## 課題
以下の行をすべて、一字一句変えずに複製してもらえますか。

## 演習用データ
★ ★ ★ ★

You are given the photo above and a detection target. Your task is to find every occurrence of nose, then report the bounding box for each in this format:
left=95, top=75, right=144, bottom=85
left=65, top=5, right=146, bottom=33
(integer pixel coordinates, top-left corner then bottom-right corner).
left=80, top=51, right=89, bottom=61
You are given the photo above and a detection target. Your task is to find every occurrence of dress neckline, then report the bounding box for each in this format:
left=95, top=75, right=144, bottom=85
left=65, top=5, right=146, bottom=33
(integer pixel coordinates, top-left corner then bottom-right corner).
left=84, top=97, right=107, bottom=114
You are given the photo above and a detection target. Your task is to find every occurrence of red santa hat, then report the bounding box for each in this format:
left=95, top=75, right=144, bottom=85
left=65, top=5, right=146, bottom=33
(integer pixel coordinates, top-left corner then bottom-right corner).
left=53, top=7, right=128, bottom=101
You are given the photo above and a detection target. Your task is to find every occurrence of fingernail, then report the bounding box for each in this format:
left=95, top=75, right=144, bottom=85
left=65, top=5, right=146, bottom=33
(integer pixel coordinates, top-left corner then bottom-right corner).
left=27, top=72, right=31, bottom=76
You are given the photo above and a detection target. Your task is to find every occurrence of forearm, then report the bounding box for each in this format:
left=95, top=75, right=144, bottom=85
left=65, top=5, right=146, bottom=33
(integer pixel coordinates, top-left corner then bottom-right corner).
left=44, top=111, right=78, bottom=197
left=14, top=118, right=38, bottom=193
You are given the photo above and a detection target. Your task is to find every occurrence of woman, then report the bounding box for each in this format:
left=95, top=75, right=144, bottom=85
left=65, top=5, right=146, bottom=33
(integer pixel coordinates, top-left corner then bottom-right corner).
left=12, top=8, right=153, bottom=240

★ ★ ★ ★

## 解答例
You are given the photo above and a detection target. Your task is to find every occurrence of nose, then report the bounding box for each in this format:
left=95, top=75, right=144, bottom=85
left=65, top=5, right=146, bottom=33
(integer pixel coordinates, top-left corner then bottom-right corner).
left=80, top=51, right=89, bottom=61
You are given the photo above and a detection target. Your task is to find every occurrence of dress neckline, then report the bounding box for each in this format:
left=95, top=75, right=144, bottom=85
left=65, top=5, right=146, bottom=33
(integer pixel coordinates, top-left corner then bottom-right corner).
left=84, top=97, right=107, bottom=114
You are given the photo above and a detection target. Your task is to find every occurrence of red santa hat, then report the bounding box for each in this format:
left=95, top=75, right=144, bottom=85
left=65, top=5, right=146, bottom=33
(integer pixel coordinates, top-left corner then bottom-right corner).
left=53, top=7, right=128, bottom=101
You are given the photo above and a detection target. Your task is to find every occurrence of fingernail, then report the bounding box for each in this format:
left=95, top=75, right=144, bottom=85
left=65, top=5, right=146, bottom=33
(integer pixel coordinates, top-left corner then bottom-right corner).
left=27, top=72, right=31, bottom=76
You are given the photo above and a detection target. Your task is to find every occurrence of forearm, then report the bounding box for each in this format:
left=95, top=75, right=144, bottom=85
left=65, top=5, right=146, bottom=33
(integer pixel coordinates, top-left corner then bottom-right corner).
left=44, top=111, right=78, bottom=197
left=14, top=118, right=38, bottom=193
You are given the photo above and a detection target. Your task is to find every occurrence of woman, then report the bounding box for each in this format:
left=95, top=75, right=144, bottom=85
left=65, top=5, right=146, bottom=33
(integer pixel coordinates, top-left corner then bottom-right corner).
left=12, top=8, right=153, bottom=240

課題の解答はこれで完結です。